Zelfbouw bij dit soort materiaal, kheb moeite met de naam is vast al wel duidelijk, heeft indien het goed gedaan wordt voordelen.
Voordelen zijn o.a. dat optimaal aan de gebruikseisen voldaan kan worden en dat wanneer nodig aanpassingen mogelijk zijn.
Persoonlijk zou ik er nog een 5p 16A Cecon aanbrengen (uiteraard via 3 exstra zekeringen), eventueel via wartel kabeltje 5p cecon aan achterzijde, wanneer front niet mogelijk is.
Is handig wanneer wat exstra licht of wat dan ook aan moet sluiten.
Jij hebt de kracht aansluiting immers in gepikt iemand anders wil een heater of wat dan ook aansluiten .
En maak meteen ook nog een kracht breakout, 5p 16A cecon stekker aantal meters 5 aderig snoer (kabel) doosje met 3 contactdozen.
Je zult daar veel plezier van hebben.

m.v.g. Herman

----------


## kokkie

Toch nog ff een opmerking over de naamgeving.
Dit is toch geen blindplaat meer? een blindplaat schroef je op een plek die je niet gebruikt. Dit verbouwde ding is niet blind meer.

AANGELEVERDE GEGEVENS:
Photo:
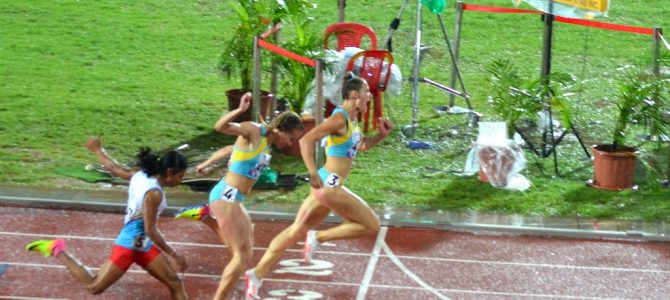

OPDRACHTEN:
1. Kloppen de volgende beweringen met het forumgesprek over de zelfgebouwde krachtaansluiting? Antwoord per bewering met ja of nee en citeer letterlijk de woorden uit de tekst die de doorslag geven.
(a) Herman zou een extra 5p 16A Cecon aanbrengen via drie extra zekeringen.
(b) Volgens kokkie is het verbouwde ding nog steeds een blindplaat.
(c) De kracht breakout die Herman voorstelt, krijgt een doosje met vier contactdozen.
2. Zet het forumgesprek over de zelfgebouwde krachtaansluiting voort na de laatste zin.

ANTWOORDEN PER OPDRACHT:
1.
(a) Ja: "Persoonlijk zou ik er nog een 5p 16A Cecon aanbrengen (uiteraard via 3 exstra zekeringen)"
(b) Nee: "Dit verbouwde ding is niet blind meer."
(c) Nee: "doosje met 3 contactdozen"

2.
Maar de buitenkant is mooi, maar ik zie altijd ook graag de binnenkant, is dat nog mogelijk? Ik neem aan dat het een dicht kast is geworden, maar heb je dus ook de kast, of in het ieder geval de blindplaat aan aarde gelegd? Als dat niet zo is kun je gelijk nog een aansluitpunt voor een aardedraad op het frontpaneel maken. Om je trussen te aarden, kan oa handig zijn bij statische elektriciteit en zeker aan te bevelen bij werk in tenten.

----------


## Gast1401081

16A abb, 3 stuks voor 48 euri ? dat kosten ze hier per stuk. Zijn ze van een vrachtwagen gevallen,  ( en belangrijker : zijn ze dubbelpolig???)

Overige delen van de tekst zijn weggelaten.